# [Objective]
Rescale the material from the line containing "of the spiral" through the end of the material, both ends included, by repeating every line in that span, requests included, with each coordinate in the answers multiplied by 0.2 and rounded to a whole number, halves rounded up. Reproduce only those lines.

# [Coordinate annotation material]
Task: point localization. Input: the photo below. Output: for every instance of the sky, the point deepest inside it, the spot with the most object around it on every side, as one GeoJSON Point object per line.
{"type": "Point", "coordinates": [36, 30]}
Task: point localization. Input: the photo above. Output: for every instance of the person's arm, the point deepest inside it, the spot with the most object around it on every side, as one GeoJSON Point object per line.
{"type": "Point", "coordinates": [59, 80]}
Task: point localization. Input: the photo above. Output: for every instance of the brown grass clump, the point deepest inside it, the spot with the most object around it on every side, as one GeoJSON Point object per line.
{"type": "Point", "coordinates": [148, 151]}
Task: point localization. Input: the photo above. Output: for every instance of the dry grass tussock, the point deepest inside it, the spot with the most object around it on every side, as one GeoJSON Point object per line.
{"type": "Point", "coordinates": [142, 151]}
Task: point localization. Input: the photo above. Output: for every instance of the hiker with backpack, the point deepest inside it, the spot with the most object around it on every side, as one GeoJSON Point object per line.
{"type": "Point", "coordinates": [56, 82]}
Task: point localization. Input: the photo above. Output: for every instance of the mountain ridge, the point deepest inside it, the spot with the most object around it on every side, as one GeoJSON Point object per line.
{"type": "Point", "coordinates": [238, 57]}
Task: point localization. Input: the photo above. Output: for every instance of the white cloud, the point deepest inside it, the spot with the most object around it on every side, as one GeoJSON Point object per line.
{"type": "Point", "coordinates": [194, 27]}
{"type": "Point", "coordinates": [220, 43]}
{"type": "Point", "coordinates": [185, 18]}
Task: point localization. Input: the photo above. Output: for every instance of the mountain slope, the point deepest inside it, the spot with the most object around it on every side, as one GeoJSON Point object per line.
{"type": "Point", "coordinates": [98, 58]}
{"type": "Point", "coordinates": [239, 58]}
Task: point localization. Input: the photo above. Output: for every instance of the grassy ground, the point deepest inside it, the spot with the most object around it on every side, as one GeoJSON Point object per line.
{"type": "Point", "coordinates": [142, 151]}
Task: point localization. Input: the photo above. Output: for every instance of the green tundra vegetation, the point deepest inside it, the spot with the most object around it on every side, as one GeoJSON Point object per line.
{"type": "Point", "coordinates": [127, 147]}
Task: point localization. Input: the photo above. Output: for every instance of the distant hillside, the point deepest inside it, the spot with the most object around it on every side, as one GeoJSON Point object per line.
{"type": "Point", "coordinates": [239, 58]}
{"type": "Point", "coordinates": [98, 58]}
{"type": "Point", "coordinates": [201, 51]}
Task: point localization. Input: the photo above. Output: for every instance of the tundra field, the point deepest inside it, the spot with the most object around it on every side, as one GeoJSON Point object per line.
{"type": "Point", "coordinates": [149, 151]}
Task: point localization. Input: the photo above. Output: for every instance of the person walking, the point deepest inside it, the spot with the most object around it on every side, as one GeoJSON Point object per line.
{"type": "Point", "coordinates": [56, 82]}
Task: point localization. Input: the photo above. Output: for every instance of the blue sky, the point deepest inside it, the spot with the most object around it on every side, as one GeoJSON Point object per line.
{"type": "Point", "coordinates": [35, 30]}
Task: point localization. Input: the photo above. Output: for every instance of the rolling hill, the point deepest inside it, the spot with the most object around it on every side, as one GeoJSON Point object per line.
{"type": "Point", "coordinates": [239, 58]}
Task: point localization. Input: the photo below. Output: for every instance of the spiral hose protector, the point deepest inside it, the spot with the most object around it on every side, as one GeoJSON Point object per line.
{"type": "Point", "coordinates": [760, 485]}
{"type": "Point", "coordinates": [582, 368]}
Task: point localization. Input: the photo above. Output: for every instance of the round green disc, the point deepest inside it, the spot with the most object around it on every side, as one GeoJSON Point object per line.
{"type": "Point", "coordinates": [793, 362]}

# [Response to the exercise]
Task: point localization. Input: the photo below. Output: for every instance of the spiral hose protector, the point deepest inside it, the spot with the most object around it on every side, as one GeoJSON Point object per line.
{"type": "Point", "coordinates": [152, 97]}
{"type": "Point", "coordinates": [116, 74]}
Task: point localization. Input: the photo above. Output: for every instance of the round green disc, the point deepest inside it, the spot with the most object around it on every side, as one GeoJSON Point object per line.
{"type": "Point", "coordinates": [159, 72]}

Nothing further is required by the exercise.